**Exercise data:**
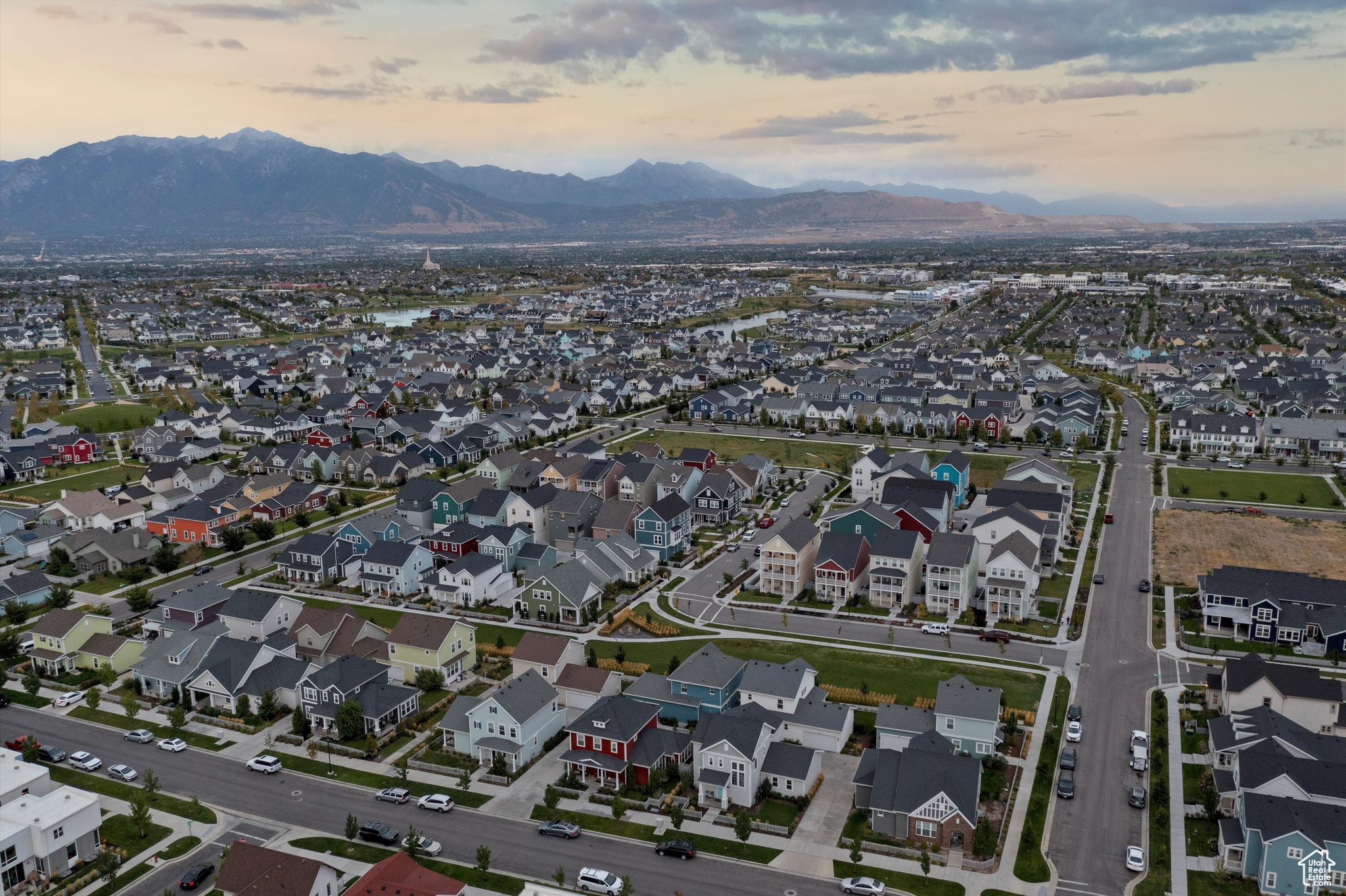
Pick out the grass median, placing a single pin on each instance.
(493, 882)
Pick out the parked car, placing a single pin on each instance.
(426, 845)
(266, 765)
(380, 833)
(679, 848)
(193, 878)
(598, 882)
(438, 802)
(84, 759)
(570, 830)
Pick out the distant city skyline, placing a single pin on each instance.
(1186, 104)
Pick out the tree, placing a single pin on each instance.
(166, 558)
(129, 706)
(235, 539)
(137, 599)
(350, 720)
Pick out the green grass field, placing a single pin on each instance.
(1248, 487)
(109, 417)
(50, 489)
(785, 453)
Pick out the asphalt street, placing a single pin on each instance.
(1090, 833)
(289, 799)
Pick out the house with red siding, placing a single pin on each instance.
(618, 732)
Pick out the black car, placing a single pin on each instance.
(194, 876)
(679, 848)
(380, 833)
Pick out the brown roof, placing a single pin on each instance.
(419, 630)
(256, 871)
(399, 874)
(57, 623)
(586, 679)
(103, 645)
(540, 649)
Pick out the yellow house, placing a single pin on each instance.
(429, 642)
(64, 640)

**Work to complete:** Without the pictures, reproduce every record exactly as it appears above.

**Your solution:**
Pick out the grass median, placing a single pin on each instance.
(493, 882)
Pick out the parked car, placing a single pin on each instance.
(426, 845)
(266, 765)
(380, 833)
(679, 848)
(193, 878)
(598, 882)
(438, 802)
(84, 759)
(570, 830)
Pick out the distant city skyline, placing a single pin on each instance.
(1186, 104)
Pick out the tree, placing a single pin on each instance.
(166, 558)
(129, 706)
(235, 539)
(137, 599)
(350, 720)
Pick out the green grass field, placing a single pin on each instance.
(1248, 487)
(109, 417)
(50, 489)
(785, 453)
Pick out the asphalt street, placing a single pin on each instance.
(1090, 833)
(289, 799)
Pick out the house with red siding, placing a single pin on each instance.
(618, 732)
Pick out the black car, placing a single pin on each instance.
(194, 876)
(679, 848)
(380, 833)
Pick out the brown roof, placing a single pin on each instance.
(419, 630)
(256, 871)
(399, 874)
(57, 623)
(586, 679)
(103, 645)
(540, 649)
Pick out the yellow house, placing a single pin on each instance.
(429, 642)
(64, 640)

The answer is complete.